═══ Fragmento fuente ═══

En otros momentos utiliza un tono irreverente, fogoso. Pasión y desamor enfrentados en una cópula paradójicamente trascendental, que eriza la piel. La contradicción asume su más rotundo significado y la hipérbole rueda como una roca a punto de aplastarnos. En su obra, la figura del felino asume diversas connotaciones. La oscuridad, la muerte, el aliento erótico, el desamor son expresiones de la fiera, de la figura femenina primordial, arquetípica.

En ocasiones su mensaje se vuelve inquietante, en momentos herético, como se advierte en el poema “Grande es el odio”, que revela la certeza apasionada de su verso: Recuerdo que el amor era una blanda furia/ no expresable en palabras, revela en El tigre en la casa (1970) para agregar con precisión: “Ramo de tigres es el amor/ según recuerdo”. El odio —como pasión amarga— y el desamor —como manifestación genésica, que perturba y transforma—, se concilian en su particular visión del mundo, gracias al alto contenido estético de su obra. Y sarcasmo, y ternura, y lubricidad. Poesía: signo sensitivo, respuesta volitiva, que el hombre ha concebido para conjurar a la muerte. El ángel lizaldiano, por ejemplo, a diferencia del que canta Rilke, es más terrible, prácticamente un ser que perturba y horroriza (“El regreso del ángel”, por ejemplo, ofrenda el divino horror, el estremecimiento terrible que provoca su lectura).

En Caza mayor (1979), al igual que en El tigre en la casa, la figura del felino asume diversas connotaciones. La oscuridad, la muerte, el aliento erótico, el desafecto son expresiones arquetípicas de la fiera, de la primordial figura femenina. Y los referentes son hartamente expresivos: el sol de los carnívoros, relámpago de homicida perfección, pozo de semen, tormenta de erecciones, astro poseído e hirsuto. Las connotaciones que asume esta figura son relevantes: muerte, amor, la existencia, la mujer misma. Y lo cotidiano frente a la solemnidad de lo trascendente. Más que un concepto, una metáfora, constituye el apasionado núcleo central donde se yergue su poética. Seguramente por ello, Lizalde asume su condición de poeta satírico “y como tal derrama un aire de milagro en todo aquello que lo presupone y se le asemeja”. En La zorra enferma (1974), libro con el que obtuviera el Premio Nacional de Poesía en Aguascalientes (1973), aborda esta condición epigramática. Con acidez y mordacidad el poeta eslabona una serie de revelaciones sociales, líricas, reflexiones filosóficas, guiños culteranos, bíblicos. La denuncia social se enmarca plenamente en este volumen.

═══ Material extraído ═══

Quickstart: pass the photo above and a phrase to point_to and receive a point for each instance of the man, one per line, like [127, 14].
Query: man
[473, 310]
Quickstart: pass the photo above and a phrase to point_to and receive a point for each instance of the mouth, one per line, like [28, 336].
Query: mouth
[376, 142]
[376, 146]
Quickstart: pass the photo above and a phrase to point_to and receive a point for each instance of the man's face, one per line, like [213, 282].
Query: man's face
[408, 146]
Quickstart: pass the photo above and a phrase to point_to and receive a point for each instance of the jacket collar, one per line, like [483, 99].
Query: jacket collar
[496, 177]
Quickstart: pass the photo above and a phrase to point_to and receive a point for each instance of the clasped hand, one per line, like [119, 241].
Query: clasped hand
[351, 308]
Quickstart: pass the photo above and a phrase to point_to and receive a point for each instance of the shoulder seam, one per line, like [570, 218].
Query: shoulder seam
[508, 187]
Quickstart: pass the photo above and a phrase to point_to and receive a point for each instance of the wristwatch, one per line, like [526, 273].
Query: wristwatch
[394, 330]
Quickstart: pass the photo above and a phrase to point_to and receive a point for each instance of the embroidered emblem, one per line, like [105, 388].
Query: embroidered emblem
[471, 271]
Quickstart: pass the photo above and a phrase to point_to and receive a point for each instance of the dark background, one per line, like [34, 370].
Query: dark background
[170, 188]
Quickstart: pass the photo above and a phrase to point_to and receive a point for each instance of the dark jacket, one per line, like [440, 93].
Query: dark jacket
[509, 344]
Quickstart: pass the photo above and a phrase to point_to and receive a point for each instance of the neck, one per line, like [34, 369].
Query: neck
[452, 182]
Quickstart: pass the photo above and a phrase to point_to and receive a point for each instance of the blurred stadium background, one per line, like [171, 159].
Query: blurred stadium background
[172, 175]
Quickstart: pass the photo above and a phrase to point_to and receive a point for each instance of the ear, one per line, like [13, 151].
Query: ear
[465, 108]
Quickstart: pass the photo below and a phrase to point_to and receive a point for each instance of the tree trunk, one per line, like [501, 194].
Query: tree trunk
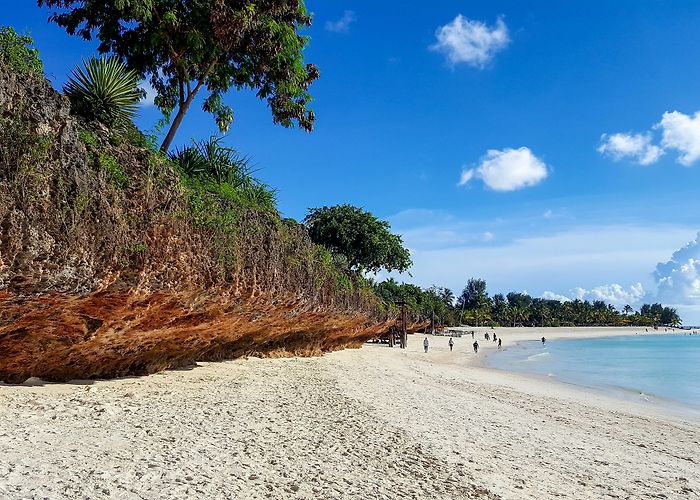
[173, 128]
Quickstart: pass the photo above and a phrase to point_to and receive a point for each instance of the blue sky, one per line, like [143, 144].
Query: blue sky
[515, 98]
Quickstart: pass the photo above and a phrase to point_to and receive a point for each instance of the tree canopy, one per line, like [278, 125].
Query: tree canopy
[359, 237]
[475, 307]
[184, 46]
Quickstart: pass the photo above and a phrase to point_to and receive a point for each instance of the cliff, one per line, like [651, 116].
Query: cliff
[110, 265]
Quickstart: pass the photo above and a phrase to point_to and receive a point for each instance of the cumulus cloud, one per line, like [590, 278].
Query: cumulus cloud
[470, 42]
[679, 132]
[635, 146]
[507, 170]
[682, 133]
[614, 294]
[547, 295]
[342, 25]
[678, 279]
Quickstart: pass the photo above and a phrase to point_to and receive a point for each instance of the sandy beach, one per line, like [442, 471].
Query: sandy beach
[368, 423]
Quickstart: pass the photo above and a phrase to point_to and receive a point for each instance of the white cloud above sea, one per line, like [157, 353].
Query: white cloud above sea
[471, 42]
[507, 170]
[611, 262]
[678, 279]
[342, 25]
[682, 133]
[679, 133]
[637, 147]
[676, 283]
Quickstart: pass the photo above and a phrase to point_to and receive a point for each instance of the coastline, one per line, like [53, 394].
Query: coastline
[373, 422]
[664, 405]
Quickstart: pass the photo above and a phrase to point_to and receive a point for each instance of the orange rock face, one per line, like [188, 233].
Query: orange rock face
[110, 334]
[99, 281]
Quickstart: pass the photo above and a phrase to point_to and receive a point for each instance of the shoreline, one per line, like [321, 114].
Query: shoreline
[660, 406]
[372, 422]
[674, 407]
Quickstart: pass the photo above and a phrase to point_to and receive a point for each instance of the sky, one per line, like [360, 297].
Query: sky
[547, 147]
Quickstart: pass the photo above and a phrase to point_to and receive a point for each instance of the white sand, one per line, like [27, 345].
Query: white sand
[368, 423]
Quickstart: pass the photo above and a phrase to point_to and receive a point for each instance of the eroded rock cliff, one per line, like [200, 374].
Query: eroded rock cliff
[106, 271]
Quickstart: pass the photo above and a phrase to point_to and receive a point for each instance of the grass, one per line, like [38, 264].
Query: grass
[116, 175]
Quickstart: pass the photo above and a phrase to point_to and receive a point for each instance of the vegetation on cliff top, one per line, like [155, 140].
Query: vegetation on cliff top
[17, 52]
[217, 45]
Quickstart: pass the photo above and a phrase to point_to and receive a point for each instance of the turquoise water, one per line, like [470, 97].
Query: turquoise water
[650, 368]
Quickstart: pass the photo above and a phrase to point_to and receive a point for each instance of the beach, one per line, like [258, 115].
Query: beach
[365, 423]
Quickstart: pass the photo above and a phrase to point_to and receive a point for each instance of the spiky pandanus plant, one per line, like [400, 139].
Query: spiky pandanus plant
[105, 90]
[231, 171]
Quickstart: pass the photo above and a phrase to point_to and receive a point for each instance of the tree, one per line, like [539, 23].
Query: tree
[18, 52]
[184, 46]
[363, 240]
[474, 294]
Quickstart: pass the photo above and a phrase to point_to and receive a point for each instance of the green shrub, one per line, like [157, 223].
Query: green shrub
[115, 173]
[87, 138]
[104, 90]
[17, 52]
[224, 172]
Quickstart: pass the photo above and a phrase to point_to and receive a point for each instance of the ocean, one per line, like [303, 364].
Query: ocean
[649, 368]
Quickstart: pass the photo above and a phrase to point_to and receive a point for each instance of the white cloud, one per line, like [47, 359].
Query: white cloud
[635, 146]
[679, 132]
[614, 294]
[678, 279]
[342, 25]
[682, 133]
[471, 42]
[547, 295]
[507, 170]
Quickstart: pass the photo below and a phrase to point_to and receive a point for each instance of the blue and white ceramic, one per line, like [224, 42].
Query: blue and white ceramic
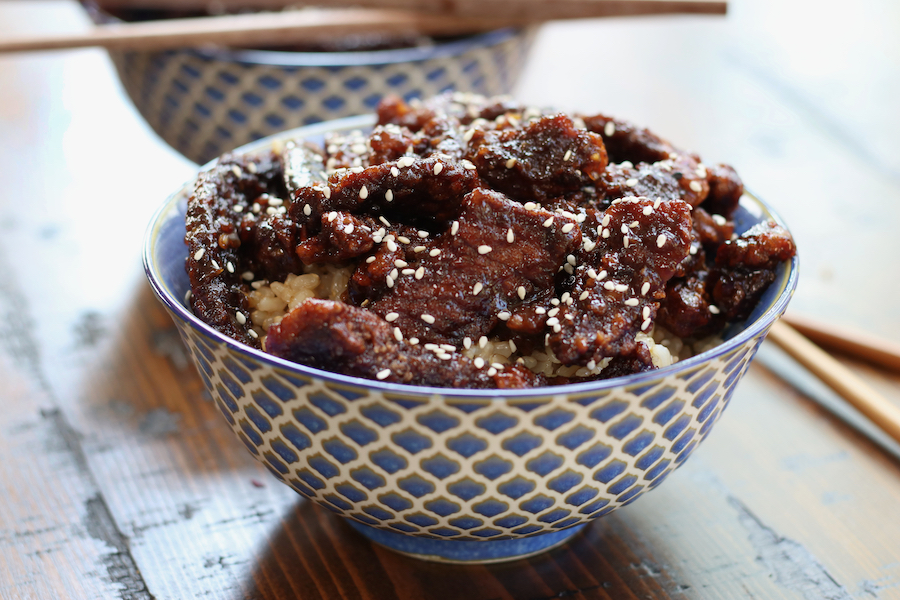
[205, 102]
[459, 475]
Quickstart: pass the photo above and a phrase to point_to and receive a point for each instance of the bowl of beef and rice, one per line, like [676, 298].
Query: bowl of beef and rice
[469, 326]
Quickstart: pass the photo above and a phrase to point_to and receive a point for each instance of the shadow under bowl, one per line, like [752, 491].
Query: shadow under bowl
[459, 475]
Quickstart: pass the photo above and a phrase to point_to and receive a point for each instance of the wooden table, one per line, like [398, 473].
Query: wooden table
[119, 480]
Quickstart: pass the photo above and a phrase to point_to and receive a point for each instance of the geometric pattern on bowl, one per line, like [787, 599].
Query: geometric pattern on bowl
[205, 103]
[472, 468]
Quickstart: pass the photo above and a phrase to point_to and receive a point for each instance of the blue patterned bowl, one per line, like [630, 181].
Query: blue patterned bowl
[204, 103]
[459, 475]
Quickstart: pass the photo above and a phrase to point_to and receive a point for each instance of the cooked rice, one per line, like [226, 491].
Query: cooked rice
[270, 302]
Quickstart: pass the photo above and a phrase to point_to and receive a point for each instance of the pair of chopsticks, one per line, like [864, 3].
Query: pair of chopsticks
[788, 333]
[343, 17]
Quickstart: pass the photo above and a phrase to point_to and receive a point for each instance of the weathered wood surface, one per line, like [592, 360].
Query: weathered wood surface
[120, 480]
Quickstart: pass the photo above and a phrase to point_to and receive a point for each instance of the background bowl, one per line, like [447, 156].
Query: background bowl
[206, 102]
[459, 475]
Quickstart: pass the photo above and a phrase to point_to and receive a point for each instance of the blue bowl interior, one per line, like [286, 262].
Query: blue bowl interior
[165, 254]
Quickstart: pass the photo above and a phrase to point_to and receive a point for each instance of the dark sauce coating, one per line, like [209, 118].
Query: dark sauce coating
[466, 218]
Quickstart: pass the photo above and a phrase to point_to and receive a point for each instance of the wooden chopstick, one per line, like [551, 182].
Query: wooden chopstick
[535, 10]
[842, 380]
[313, 25]
[852, 342]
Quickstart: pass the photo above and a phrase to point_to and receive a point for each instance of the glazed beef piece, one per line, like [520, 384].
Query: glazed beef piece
[618, 284]
[470, 226]
[229, 232]
[496, 257]
[354, 341]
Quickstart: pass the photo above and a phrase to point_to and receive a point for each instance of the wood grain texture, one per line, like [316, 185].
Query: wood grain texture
[119, 479]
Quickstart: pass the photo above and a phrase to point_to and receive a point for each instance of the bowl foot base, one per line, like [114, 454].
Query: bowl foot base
[472, 552]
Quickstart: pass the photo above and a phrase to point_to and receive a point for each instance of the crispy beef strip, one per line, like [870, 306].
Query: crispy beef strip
[346, 339]
[226, 238]
[497, 256]
[547, 158]
[619, 283]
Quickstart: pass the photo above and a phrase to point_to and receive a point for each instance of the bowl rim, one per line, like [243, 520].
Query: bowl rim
[285, 58]
[175, 305]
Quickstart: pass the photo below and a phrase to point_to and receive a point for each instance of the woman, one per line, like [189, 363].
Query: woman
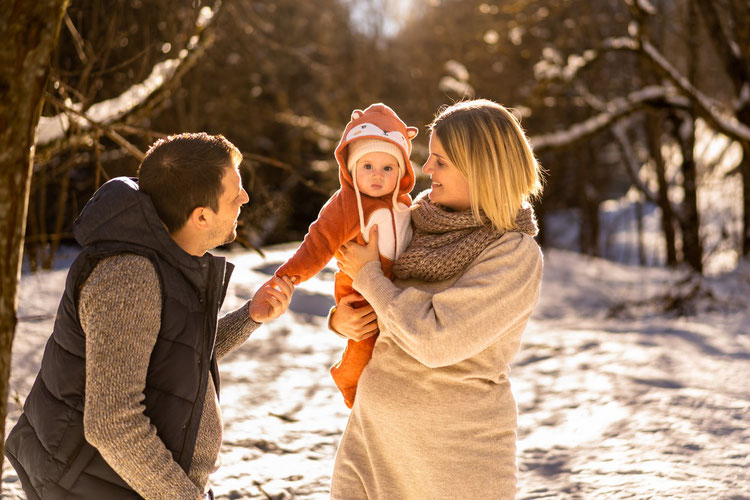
[434, 415]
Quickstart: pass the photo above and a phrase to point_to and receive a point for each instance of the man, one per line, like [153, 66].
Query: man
[126, 401]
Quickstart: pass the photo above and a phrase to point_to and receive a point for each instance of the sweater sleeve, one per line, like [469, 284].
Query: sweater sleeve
[495, 295]
[234, 329]
[337, 223]
[120, 311]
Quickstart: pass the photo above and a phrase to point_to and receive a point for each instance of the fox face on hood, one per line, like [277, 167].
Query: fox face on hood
[378, 121]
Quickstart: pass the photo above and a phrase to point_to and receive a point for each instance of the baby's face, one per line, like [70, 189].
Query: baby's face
[377, 174]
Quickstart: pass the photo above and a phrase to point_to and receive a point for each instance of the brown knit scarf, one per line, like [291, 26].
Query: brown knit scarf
[446, 242]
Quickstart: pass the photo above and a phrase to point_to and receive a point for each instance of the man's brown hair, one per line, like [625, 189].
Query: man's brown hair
[184, 172]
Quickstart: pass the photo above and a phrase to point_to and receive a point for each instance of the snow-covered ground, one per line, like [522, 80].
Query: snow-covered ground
[617, 398]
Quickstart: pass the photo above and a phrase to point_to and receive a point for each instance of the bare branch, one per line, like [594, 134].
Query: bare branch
[163, 76]
[615, 110]
[721, 119]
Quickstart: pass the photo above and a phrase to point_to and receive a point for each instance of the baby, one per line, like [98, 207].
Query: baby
[376, 178]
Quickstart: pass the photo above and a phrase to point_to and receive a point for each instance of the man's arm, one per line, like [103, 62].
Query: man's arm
[120, 311]
[270, 301]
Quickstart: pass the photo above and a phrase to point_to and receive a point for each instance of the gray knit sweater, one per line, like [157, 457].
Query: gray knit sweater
[120, 312]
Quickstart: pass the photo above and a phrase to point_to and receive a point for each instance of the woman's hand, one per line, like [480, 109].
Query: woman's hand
[354, 256]
[354, 323]
[272, 299]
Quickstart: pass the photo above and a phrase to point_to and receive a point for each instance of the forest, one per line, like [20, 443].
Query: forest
[620, 97]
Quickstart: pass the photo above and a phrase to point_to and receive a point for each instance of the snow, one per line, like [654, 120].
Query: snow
[617, 398]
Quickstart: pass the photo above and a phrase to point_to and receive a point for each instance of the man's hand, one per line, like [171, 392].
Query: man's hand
[354, 256]
[356, 324]
[272, 299]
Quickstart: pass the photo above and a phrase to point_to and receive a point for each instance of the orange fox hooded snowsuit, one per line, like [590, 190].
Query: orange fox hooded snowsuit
[349, 215]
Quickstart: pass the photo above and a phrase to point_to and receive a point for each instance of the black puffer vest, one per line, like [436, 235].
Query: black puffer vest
[47, 446]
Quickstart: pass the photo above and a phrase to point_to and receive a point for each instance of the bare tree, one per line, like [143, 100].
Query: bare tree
[29, 31]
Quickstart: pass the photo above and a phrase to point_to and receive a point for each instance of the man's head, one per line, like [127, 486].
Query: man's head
[194, 183]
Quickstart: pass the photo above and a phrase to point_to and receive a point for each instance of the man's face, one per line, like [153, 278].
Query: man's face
[233, 196]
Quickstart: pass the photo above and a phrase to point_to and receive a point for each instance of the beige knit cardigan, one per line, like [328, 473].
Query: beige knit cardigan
[434, 416]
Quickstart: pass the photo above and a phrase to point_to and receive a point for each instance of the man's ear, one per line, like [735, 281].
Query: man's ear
[199, 217]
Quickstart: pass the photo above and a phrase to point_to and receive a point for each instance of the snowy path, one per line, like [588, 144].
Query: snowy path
[626, 405]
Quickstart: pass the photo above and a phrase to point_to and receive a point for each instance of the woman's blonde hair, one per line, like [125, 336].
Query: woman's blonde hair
[488, 146]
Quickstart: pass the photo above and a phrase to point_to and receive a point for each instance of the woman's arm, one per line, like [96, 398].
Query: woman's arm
[495, 295]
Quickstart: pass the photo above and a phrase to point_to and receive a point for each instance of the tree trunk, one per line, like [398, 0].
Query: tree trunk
[692, 250]
[29, 32]
[653, 135]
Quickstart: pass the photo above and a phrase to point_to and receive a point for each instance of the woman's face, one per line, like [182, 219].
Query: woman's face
[449, 186]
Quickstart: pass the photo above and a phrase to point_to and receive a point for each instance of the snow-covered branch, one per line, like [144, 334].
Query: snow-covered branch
[614, 110]
[163, 74]
[721, 119]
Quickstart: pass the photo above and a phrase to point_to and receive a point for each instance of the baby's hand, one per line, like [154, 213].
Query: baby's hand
[272, 299]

═══

> **Instrucciones**:
a - Según el texto sobre la poesía de Lizalde, ¿con qué libro obtuvo el Premio Nacional de Poesía en Aguascalientes?
b - Continúa el texto sobre la poesía de Lizalde a partir de su última oración.
El material no tiene relación con el texto sobre la poesía de Lizalde.

> **Respuestas numeradas**:
a - Con La zorra enferma (1974).

b -
Tercera Tenochtitlan (1983) [Edit. Katún, México, 1983, sp.] constituye un largo poema marcadamente narrativo, donde confluyen el mito y la realidad circundante, la voz poética frente a la expresión histórica. Imágenes estremecedoras ante el verso directo, cuya sonoridad es significativa; imágenes enunciativas que enaltecen y vivifican el corpus de esta obra. Tabernarios y eróticos (1988) retoma el aspecto filosófico, la meditación que apuesta a la voz sarcástica.

Homenaje a los grandes poetas, versiones de algunos autores como Leopardi, Rilke, Blake. Espíritus afines, hermanados en estas traducciones, en estas líneas ennoblecidas. Rosas (1994) asume la fugaz eternidad de la existencia, observada desde diversos ángulos, sin soslayar la vertiente filosófica. Como Octavio Paz el poeta que me ocupa demuestra su extraordinario conocimiento de la forma y como Sabines ofrece su pasión y vitalidad. Sin embargo Lizalde representa el vértice, la confluencia de ambos autores y va más allá de la expresión misma con una acentuación inusitada, con un tono y una respiración, que desembocan en el desasosiego y en la reflexión.